À l’âge de 30 ans, avec une base très mince en français, sans programme de francisation, peut-on apprendre la langue commune assez bien pour s’intégrer pleinement à la vie montréalaise ? Moi, je l’ai fait, même si, à l’école, j’étais nul en français et même si, quand j’ai quitté Belfast, en Irlande du Nord, j’ignorais même l’existence du Québec.

Paradoxalement, mon parcours vers le français a débuté dans une petite ville très anglophone, au fond de l’Ontario rural. Par pur hasard, les deux seuls Québécois francophones en ville étaient des collègues et nous sommes devenus amis. Invité à souper chez eux, je fus surpris d’entendre parler le français autour de la table. Intrigué par cette réalité parallèle nommée Québec, j’ai décidé d’y tenter ma chance et, à l’été 1978, je suis parti pour de bon.

Avec l’encre de la Charte [la loi 101] encore humide, je savais que je devais apprendre le français et c’est exactement cela que j’ai fait, sur le tas, sans prof, ni cours, ni manuel de grammaire, ni dictionnaire. Je louais un logement près de la manufacture de tabac où je travaillais, au coin des rues Ontario Est et D’Iberville, je consommais télévision et films, chansons et romans en français ; j’allais même à la messe du dimanche pour forcer mon cerveau à « mapper » les prières en français dans leur version anglaise que je connaissais par cœur.

Une méthode autodidacte

Puis, après deux ans, je me suis fait une blonde et mes connaissances en français ont fait un bond en avant. Outre ma blonde, certains voisins m’ont aidé. Une voisine ornithologue m’a appris que le grand oiseau qui volait en cercle au-dessus n’était pas un aigle, mais un urubu à tête rouge. Un voisin m’a expliqué le terme « syncope », ayant lui-même « syncopé » ; un autre voisin, diplômé en « sciences po », a suggéré que « autarcie » était un terme plus juste que « autosuffisance ».

Finalement, en trouvant dans un roman les mots, les brins de grammaire et les expressions qui m’étaient inconnus, je cherchais leur sens dans un dico ou dans une grammaire.

**SÉRIE D'EXERCICES:**
1. Indiquez si chaque affirmation concorde avec le récit d'apprentissage du français, en répondant par oui ou par non et en citant les mots décisifs du récit. (a) L'apprentissage du français s'est fait avec des cours et un manuel de grammaire. (b) Le départ pour le Québec a eu lieu à l'été 1978. (c) Le grand oiseau qui volait en cercle était un aigle.
2. Donnez la suite du récit d'apprentissage du français, à partir de sa dernière phrase.
Les données ci-dessous proviennent d'une autre source.

**DONNÉES PRÉSENTÉES:**
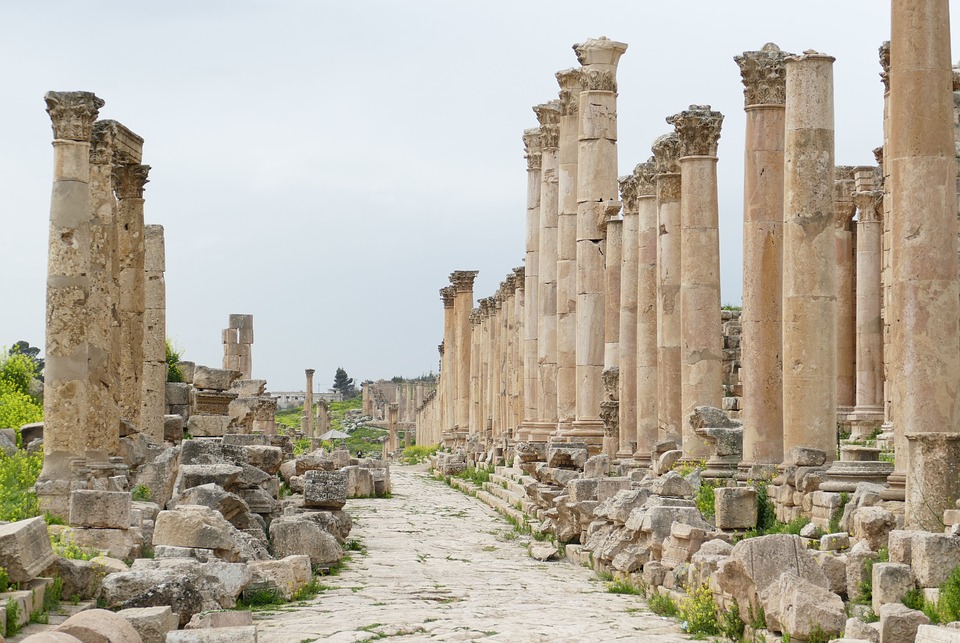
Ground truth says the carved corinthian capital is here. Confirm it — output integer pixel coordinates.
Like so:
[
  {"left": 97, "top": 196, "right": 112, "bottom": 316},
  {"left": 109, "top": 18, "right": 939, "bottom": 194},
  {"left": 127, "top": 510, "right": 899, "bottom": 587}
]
[
  {"left": 43, "top": 92, "right": 104, "bottom": 141},
  {"left": 879, "top": 40, "right": 890, "bottom": 92},
  {"left": 733, "top": 42, "right": 790, "bottom": 106},
  {"left": 113, "top": 164, "right": 150, "bottom": 199},
  {"left": 533, "top": 100, "right": 560, "bottom": 150},
  {"left": 556, "top": 68, "right": 580, "bottom": 116},
  {"left": 650, "top": 132, "right": 680, "bottom": 174},
  {"left": 450, "top": 270, "right": 480, "bottom": 292},
  {"left": 667, "top": 105, "right": 723, "bottom": 158},
  {"left": 523, "top": 128, "right": 541, "bottom": 170},
  {"left": 633, "top": 156, "right": 657, "bottom": 197},
  {"left": 617, "top": 174, "right": 638, "bottom": 213}
]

**RÉPONSES DANS L'ORDRE:**
1.
(a) Non : « sans prof, ni cours, ni manuel de grammaire, ni dictionnaire ».
(b) Oui : « à l’été 1978, je suis parti pour de bon ».
(c) Non : « n’était pas un aigle, mais un urubu à tête rouge ».

2.
J’évalue mes progrès par des moyens très pratico-pratiques. À la Cour des petites créances, la juge a compris parfaitement mon témoignage. Les personnes qui reçoivent mes courriels disent qu’ils sont plus concis et plus lisibles qu’avant. Un mot gentil, mais ferme à l’intention d’un voisin et je n’entendais plus le sifflement aigu de sa douche après 22 h.

Un terme qui m’est inconnu capte tout de suite mon attention dans le babil de la télé : « bagou » (Catherine Dorion), « béni-oui-oui » (Claire Samson), « satané virus ! » (Patrice Roy). Mes expressions « à chaque jour suffit sa météo », « je suis un Montréalable » font sourire les voisins. Finalement, il n’y a pas si longtemps, j’ai rêvé que j’étais dans un café. Au comptoir, j’ai demandé au barista : « Tu n’aurais pas par hasard le journal d’aujourd’hui ? » Il m’a répondu « si » et m’a passé le journal.

Bref, apprendre tout seul est possible, et pour certains, comme moi, c’est probablement préférable. Il y a 45 ans, dans le tourment de l’intégration, dont les vicissitudes ne finissaient plus, des cours magistraux, avec curriculum, prof et évaluations auraient pu me faire tout lâcher. Je suis content d’avoir fait cavalier seul : après tant d’années, je continue d’apprendre, avec plaisir et à tous les jours, ma bien-aimée langue d’adoption.